Stated problem: Both the line containing "For the pointing benchmark, tag the roof" and the last line of the listing are included: write out exactly the lines from one to the other.

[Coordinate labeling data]
————
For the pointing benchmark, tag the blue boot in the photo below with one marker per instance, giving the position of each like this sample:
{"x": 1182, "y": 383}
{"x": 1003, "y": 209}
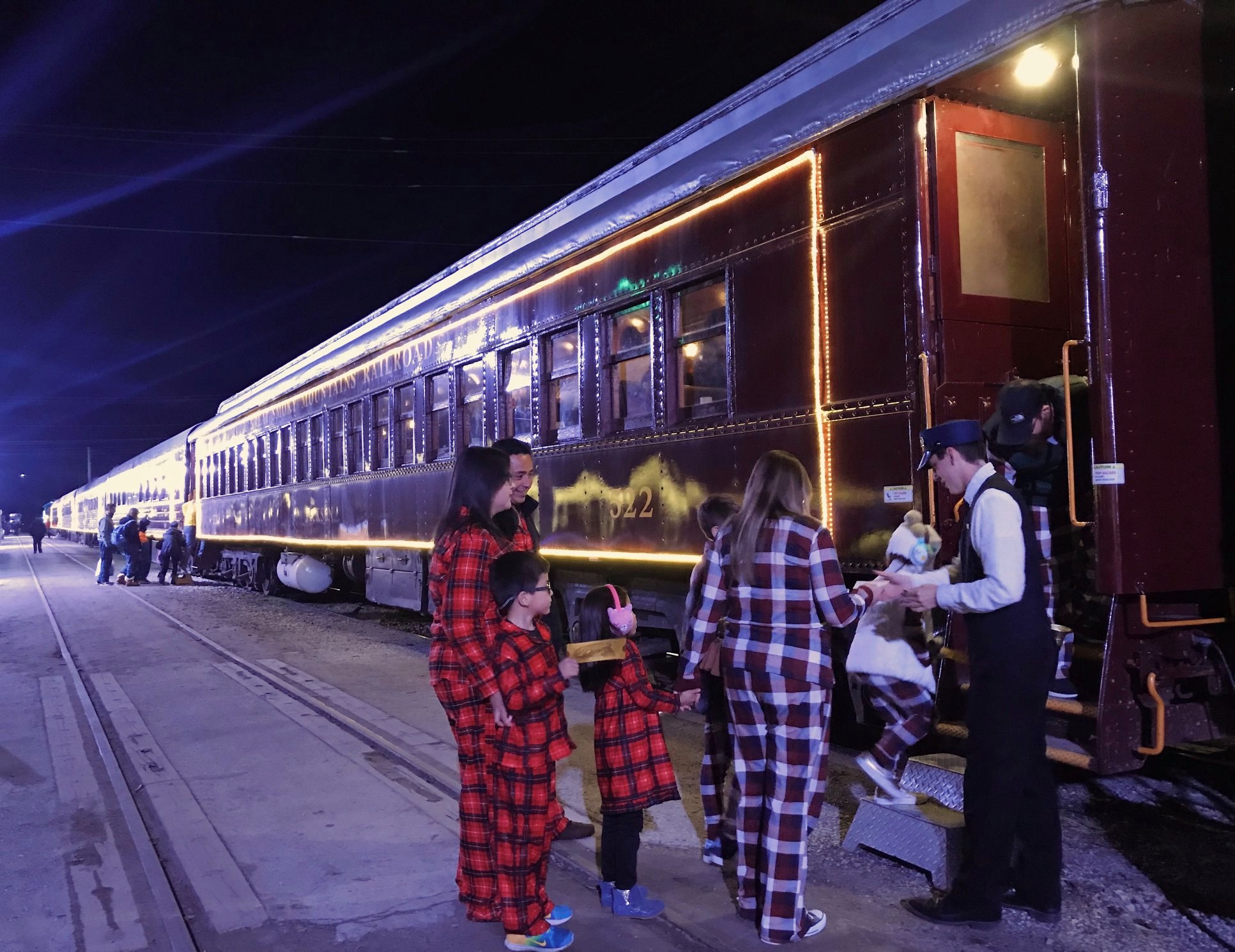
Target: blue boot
{"x": 636, "y": 904}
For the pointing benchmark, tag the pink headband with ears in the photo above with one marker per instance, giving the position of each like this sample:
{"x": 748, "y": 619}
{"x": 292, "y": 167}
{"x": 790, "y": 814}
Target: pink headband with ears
{"x": 620, "y": 617}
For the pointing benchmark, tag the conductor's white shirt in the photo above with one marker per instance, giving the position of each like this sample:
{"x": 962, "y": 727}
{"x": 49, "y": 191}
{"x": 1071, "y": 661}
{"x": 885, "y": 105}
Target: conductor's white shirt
{"x": 995, "y": 535}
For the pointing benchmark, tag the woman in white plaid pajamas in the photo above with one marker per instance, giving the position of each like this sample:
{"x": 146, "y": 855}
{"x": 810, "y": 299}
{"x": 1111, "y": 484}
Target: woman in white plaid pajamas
{"x": 774, "y": 577}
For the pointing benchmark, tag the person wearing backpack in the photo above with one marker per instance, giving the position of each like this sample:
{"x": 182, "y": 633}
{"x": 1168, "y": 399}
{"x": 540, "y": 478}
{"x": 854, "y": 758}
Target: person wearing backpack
{"x": 105, "y": 548}
{"x": 171, "y": 551}
{"x": 124, "y": 537}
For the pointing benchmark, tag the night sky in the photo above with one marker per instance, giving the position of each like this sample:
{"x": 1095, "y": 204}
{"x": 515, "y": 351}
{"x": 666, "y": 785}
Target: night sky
{"x": 156, "y": 158}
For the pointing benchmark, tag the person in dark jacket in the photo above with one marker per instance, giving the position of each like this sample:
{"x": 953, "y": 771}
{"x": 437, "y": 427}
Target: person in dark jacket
{"x": 37, "y": 530}
{"x": 145, "y": 551}
{"x": 171, "y": 552}
{"x": 1009, "y": 790}
{"x": 523, "y": 509}
{"x": 105, "y": 548}
{"x": 128, "y": 544}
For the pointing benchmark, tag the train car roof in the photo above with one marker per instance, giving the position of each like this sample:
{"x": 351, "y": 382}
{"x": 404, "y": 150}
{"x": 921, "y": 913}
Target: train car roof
{"x": 900, "y": 47}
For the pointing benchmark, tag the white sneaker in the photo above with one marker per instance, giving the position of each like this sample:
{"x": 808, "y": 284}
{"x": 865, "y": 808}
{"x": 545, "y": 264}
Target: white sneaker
{"x": 884, "y": 779}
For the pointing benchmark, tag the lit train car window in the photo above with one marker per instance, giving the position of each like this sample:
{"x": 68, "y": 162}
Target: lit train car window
{"x": 562, "y": 390}
{"x": 261, "y": 462}
{"x": 516, "y": 394}
{"x": 439, "y": 417}
{"x": 356, "y": 461}
{"x": 406, "y": 438}
{"x": 286, "y": 456}
{"x": 316, "y": 447}
{"x": 303, "y": 451}
{"x": 472, "y": 398}
{"x": 382, "y": 431}
{"x": 337, "y": 438}
{"x": 700, "y": 345}
{"x": 630, "y": 367}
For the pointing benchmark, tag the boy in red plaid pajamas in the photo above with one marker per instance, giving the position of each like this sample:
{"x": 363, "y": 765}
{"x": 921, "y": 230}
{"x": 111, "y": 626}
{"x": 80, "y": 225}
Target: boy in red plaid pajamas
{"x": 532, "y": 680}
{"x": 634, "y": 771}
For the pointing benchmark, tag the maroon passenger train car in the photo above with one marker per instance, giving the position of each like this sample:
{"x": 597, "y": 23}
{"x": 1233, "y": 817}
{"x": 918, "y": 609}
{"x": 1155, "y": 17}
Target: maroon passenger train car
{"x": 871, "y": 238}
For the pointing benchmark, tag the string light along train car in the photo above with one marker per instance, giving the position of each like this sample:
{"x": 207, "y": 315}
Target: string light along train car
{"x": 868, "y": 240}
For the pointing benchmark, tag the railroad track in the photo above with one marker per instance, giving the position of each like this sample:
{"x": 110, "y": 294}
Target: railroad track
{"x": 395, "y": 740}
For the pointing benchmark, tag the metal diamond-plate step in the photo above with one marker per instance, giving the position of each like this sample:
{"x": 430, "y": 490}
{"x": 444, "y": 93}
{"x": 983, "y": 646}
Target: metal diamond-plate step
{"x": 926, "y": 836}
{"x": 939, "y": 776}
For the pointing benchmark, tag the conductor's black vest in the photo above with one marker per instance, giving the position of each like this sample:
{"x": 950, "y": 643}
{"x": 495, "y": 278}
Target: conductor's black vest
{"x": 1013, "y": 642}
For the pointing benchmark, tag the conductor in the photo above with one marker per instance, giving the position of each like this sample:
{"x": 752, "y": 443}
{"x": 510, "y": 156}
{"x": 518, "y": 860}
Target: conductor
{"x": 1012, "y": 819}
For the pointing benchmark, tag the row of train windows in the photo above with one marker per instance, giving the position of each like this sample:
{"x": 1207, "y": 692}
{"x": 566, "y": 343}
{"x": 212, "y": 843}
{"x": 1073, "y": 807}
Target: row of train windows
{"x": 334, "y": 443}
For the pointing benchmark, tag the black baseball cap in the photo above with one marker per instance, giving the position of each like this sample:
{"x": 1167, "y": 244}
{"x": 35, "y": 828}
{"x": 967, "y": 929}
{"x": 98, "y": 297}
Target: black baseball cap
{"x": 954, "y": 433}
{"x": 1018, "y": 405}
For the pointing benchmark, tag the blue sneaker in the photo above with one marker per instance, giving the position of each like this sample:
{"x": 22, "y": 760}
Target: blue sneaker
{"x": 636, "y": 904}
{"x": 553, "y": 937}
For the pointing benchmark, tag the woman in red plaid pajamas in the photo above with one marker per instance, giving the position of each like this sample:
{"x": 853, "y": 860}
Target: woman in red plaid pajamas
{"x": 774, "y": 578}
{"x": 634, "y": 771}
{"x": 461, "y": 657}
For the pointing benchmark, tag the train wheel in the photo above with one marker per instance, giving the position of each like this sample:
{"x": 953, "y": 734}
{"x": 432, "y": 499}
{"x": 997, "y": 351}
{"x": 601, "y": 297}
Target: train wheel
{"x": 268, "y": 578}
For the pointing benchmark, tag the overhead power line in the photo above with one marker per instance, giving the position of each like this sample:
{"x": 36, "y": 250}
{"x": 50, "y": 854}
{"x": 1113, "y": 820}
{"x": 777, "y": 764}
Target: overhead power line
{"x": 497, "y": 153}
{"x": 239, "y": 234}
{"x": 321, "y": 136}
{"x": 295, "y": 182}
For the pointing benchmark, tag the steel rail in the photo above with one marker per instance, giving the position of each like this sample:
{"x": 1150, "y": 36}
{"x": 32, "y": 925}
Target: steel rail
{"x": 169, "y": 913}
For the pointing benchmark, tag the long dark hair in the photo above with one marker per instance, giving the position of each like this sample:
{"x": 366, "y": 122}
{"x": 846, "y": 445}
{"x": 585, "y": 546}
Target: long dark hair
{"x": 479, "y": 473}
{"x": 778, "y": 487}
{"x": 594, "y": 626}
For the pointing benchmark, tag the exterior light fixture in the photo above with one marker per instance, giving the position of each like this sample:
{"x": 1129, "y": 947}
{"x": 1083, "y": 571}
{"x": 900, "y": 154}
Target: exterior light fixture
{"x": 1035, "y": 67}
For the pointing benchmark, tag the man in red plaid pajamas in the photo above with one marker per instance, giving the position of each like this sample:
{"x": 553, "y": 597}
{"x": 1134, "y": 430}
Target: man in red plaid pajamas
{"x": 532, "y": 680}
{"x": 778, "y": 678}
{"x": 462, "y": 677}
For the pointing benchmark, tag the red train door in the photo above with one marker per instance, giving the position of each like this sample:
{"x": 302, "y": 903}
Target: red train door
{"x": 1001, "y": 256}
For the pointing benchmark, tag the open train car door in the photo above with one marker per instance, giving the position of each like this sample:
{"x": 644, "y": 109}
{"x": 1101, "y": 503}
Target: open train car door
{"x": 1001, "y": 257}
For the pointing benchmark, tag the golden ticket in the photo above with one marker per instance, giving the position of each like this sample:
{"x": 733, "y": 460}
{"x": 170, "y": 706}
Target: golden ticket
{"x": 590, "y": 651}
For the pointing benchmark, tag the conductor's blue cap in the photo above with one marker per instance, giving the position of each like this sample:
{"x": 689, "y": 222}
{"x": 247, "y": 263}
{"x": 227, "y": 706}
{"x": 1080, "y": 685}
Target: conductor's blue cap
{"x": 954, "y": 433}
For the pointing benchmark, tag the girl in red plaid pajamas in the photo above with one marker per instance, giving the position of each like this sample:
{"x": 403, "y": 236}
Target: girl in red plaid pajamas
{"x": 634, "y": 771}
{"x": 774, "y": 578}
{"x": 889, "y": 663}
{"x": 461, "y": 657}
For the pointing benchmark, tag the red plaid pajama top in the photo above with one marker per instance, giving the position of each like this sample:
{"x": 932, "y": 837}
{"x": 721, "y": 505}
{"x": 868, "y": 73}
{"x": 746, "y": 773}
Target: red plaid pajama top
{"x": 776, "y": 625}
{"x": 533, "y": 688}
{"x": 459, "y": 585}
{"x": 633, "y": 764}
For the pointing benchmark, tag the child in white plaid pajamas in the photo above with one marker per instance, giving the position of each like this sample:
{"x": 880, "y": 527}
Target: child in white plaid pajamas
{"x": 889, "y": 663}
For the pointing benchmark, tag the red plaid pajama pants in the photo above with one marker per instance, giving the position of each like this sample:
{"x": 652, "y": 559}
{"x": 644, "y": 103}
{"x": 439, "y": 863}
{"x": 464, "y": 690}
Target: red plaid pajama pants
{"x": 905, "y": 709}
{"x": 781, "y": 730}
{"x": 521, "y": 799}
{"x": 471, "y": 719}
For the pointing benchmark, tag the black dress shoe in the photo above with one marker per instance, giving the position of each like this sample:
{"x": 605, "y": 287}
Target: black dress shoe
{"x": 576, "y": 830}
{"x": 950, "y": 913}
{"x": 1041, "y": 912}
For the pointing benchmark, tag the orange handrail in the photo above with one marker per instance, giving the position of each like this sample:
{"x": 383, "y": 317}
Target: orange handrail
{"x": 929, "y": 419}
{"x": 1174, "y": 622}
{"x": 1159, "y": 719}
{"x": 1068, "y": 427}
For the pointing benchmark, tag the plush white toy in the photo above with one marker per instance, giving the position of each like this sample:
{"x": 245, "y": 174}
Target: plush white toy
{"x": 888, "y": 638}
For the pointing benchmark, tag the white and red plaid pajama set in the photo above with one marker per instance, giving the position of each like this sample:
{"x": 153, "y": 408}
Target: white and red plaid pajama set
{"x": 778, "y": 680}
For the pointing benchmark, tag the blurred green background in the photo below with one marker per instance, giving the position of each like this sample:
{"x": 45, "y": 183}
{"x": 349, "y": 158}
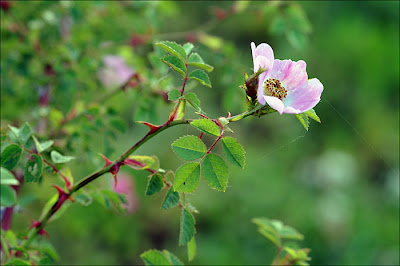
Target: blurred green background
{"x": 338, "y": 183}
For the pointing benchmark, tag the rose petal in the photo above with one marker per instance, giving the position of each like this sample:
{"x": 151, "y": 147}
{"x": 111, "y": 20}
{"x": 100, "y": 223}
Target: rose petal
{"x": 305, "y": 97}
{"x": 275, "y": 103}
{"x": 291, "y": 74}
{"x": 261, "y": 50}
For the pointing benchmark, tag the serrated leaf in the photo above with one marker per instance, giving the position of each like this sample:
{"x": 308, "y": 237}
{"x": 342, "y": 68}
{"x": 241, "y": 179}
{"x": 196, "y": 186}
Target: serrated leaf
{"x": 23, "y": 133}
{"x": 7, "y": 178}
{"x": 10, "y": 156}
{"x": 8, "y": 196}
{"x": 172, "y": 258}
{"x": 41, "y": 146}
{"x": 215, "y": 172}
{"x": 143, "y": 162}
{"x": 189, "y": 148}
{"x": 207, "y": 126}
{"x": 303, "y": 118}
{"x": 173, "y": 48}
{"x": 174, "y": 95}
{"x": 187, "y": 177}
{"x": 118, "y": 124}
{"x": 171, "y": 199}
{"x": 176, "y": 63}
{"x": 188, "y": 47}
{"x": 234, "y": 151}
{"x": 33, "y": 169}
{"x": 154, "y": 185}
{"x": 57, "y": 157}
{"x": 192, "y": 249}
{"x": 187, "y": 227}
{"x": 313, "y": 115}
{"x": 196, "y": 60}
{"x": 193, "y": 101}
{"x": 155, "y": 257}
{"x": 200, "y": 76}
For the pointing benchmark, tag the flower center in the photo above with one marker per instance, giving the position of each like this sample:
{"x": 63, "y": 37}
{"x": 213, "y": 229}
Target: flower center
{"x": 273, "y": 87}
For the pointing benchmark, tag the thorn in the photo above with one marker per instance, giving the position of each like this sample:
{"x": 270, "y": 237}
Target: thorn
{"x": 153, "y": 128}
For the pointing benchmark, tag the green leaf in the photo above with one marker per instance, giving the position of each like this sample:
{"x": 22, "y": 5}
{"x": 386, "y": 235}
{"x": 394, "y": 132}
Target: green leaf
{"x": 189, "y": 148}
{"x": 215, "y": 172}
{"x": 16, "y": 261}
{"x": 187, "y": 227}
{"x": 171, "y": 199}
{"x": 188, "y": 48}
{"x": 197, "y": 61}
{"x": 193, "y": 101}
{"x": 154, "y": 185}
{"x": 207, "y": 126}
{"x": 234, "y": 151}
{"x": 57, "y": 157}
{"x": 200, "y": 76}
{"x": 23, "y": 133}
{"x": 176, "y": 63}
{"x": 42, "y": 146}
{"x": 33, "y": 169}
{"x": 172, "y": 258}
{"x": 10, "y": 156}
{"x": 174, "y": 95}
{"x": 313, "y": 115}
{"x": 303, "y": 118}
{"x": 187, "y": 177}
{"x": 155, "y": 257}
{"x": 173, "y": 48}
{"x": 118, "y": 124}
{"x": 143, "y": 162}
{"x": 8, "y": 196}
{"x": 7, "y": 178}
{"x": 192, "y": 249}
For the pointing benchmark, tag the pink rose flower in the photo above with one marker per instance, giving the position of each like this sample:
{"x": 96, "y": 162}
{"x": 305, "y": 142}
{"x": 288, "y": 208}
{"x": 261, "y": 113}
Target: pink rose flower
{"x": 115, "y": 72}
{"x": 284, "y": 85}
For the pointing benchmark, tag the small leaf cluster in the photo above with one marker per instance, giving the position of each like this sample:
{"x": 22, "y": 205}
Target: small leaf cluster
{"x": 278, "y": 234}
{"x": 211, "y": 166}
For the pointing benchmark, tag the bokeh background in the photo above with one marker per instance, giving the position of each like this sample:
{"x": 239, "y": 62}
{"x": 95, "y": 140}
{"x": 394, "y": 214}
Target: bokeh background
{"x": 338, "y": 183}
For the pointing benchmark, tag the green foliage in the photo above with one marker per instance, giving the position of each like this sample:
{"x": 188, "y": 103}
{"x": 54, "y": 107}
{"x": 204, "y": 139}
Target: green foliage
{"x": 187, "y": 177}
{"x": 200, "y": 76}
{"x": 42, "y": 146}
{"x": 234, "y": 151}
{"x": 174, "y": 95}
{"x": 57, "y": 157}
{"x": 7, "y": 178}
{"x": 10, "y": 156}
{"x": 187, "y": 230}
{"x": 207, "y": 126}
{"x": 171, "y": 199}
{"x": 176, "y": 63}
{"x": 189, "y": 148}
{"x": 155, "y": 257}
{"x": 196, "y": 60}
{"x": 191, "y": 249}
{"x": 174, "y": 49}
{"x": 154, "y": 185}
{"x": 215, "y": 172}
{"x": 33, "y": 169}
{"x": 192, "y": 99}
{"x": 8, "y": 196}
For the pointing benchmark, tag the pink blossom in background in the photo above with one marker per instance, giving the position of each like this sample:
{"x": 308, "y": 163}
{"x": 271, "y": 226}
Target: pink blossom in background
{"x": 115, "y": 72}
{"x": 284, "y": 85}
{"x": 126, "y": 186}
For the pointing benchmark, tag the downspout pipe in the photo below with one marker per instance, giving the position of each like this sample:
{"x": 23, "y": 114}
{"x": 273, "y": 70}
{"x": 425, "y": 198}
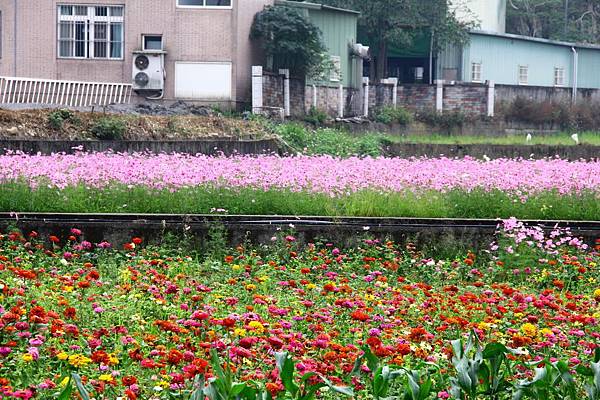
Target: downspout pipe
{"x": 575, "y": 74}
{"x": 15, "y": 41}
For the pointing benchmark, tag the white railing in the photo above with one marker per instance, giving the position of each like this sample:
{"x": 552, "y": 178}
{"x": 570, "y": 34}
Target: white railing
{"x": 62, "y": 93}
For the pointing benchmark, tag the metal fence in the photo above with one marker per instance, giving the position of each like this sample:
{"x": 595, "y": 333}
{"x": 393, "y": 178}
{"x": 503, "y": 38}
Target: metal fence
{"x": 63, "y": 93}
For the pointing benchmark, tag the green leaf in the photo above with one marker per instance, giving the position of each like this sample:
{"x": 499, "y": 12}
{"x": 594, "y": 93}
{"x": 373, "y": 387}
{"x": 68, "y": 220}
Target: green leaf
{"x": 286, "y": 372}
{"x": 345, "y": 390}
{"x": 494, "y": 350}
{"x": 583, "y": 370}
{"x": 80, "y": 388}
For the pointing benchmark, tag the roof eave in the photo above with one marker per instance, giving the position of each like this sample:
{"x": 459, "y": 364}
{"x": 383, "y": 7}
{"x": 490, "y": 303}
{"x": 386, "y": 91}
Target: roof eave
{"x": 314, "y": 6}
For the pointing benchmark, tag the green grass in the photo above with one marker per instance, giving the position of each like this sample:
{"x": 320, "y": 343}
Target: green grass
{"x": 339, "y": 143}
{"x": 18, "y": 197}
{"x": 562, "y": 139}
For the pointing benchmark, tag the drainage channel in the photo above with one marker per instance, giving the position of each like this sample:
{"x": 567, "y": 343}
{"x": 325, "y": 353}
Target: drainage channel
{"x": 119, "y": 228}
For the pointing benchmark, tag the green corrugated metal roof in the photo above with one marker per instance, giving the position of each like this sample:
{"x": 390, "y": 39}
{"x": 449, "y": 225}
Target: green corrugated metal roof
{"x": 418, "y": 49}
{"x": 313, "y": 6}
{"x": 535, "y": 39}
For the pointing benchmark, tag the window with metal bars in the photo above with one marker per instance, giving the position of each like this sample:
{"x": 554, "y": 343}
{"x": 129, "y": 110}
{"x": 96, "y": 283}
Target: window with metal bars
{"x": 94, "y": 32}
————
Exercise response:
For the pointing benchmark, tag the roof eave in the photo above with one marker per instance, giving the position of each like this sample:
{"x": 459, "y": 364}
{"x": 383, "y": 7}
{"x": 490, "y": 303}
{"x": 386, "y": 91}
Target: roof eave
{"x": 314, "y": 6}
For the pointing benchmark, tag the green grass in the photo above with one marker per instance, giving the position of each like this sample:
{"x": 320, "y": 343}
Target: green grass
{"x": 339, "y": 143}
{"x": 18, "y": 197}
{"x": 562, "y": 139}
For the pointing benchmark, tag the drainage channel in the photo above with one marker per instance, giving the position of each like this sample:
{"x": 567, "y": 343}
{"x": 325, "y": 353}
Target: drainage channel
{"x": 119, "y": 228}
For the pointing benchmark, tag the green corrugated metal roof in the photo above with one marker per instance, giving the position of each like this sample:
{"x": 390, "y": 39}
{"x": 449, "y": 225}
Target: green corrugated metal roof
{"x": 418, "y": 49}
{"x": 313, "y": 6}
{"x": 535, "y": 39}
For the pointing benchmark, tag the window with metal bars in the photo above with one marker per instance, giving the position of each like this sample:
{"x": 554, "y": 343}
{"x": 129, "y": 110}
{"x": 96, "y": 283}
Target: window with metal bars
{"x": 94, "y": 32}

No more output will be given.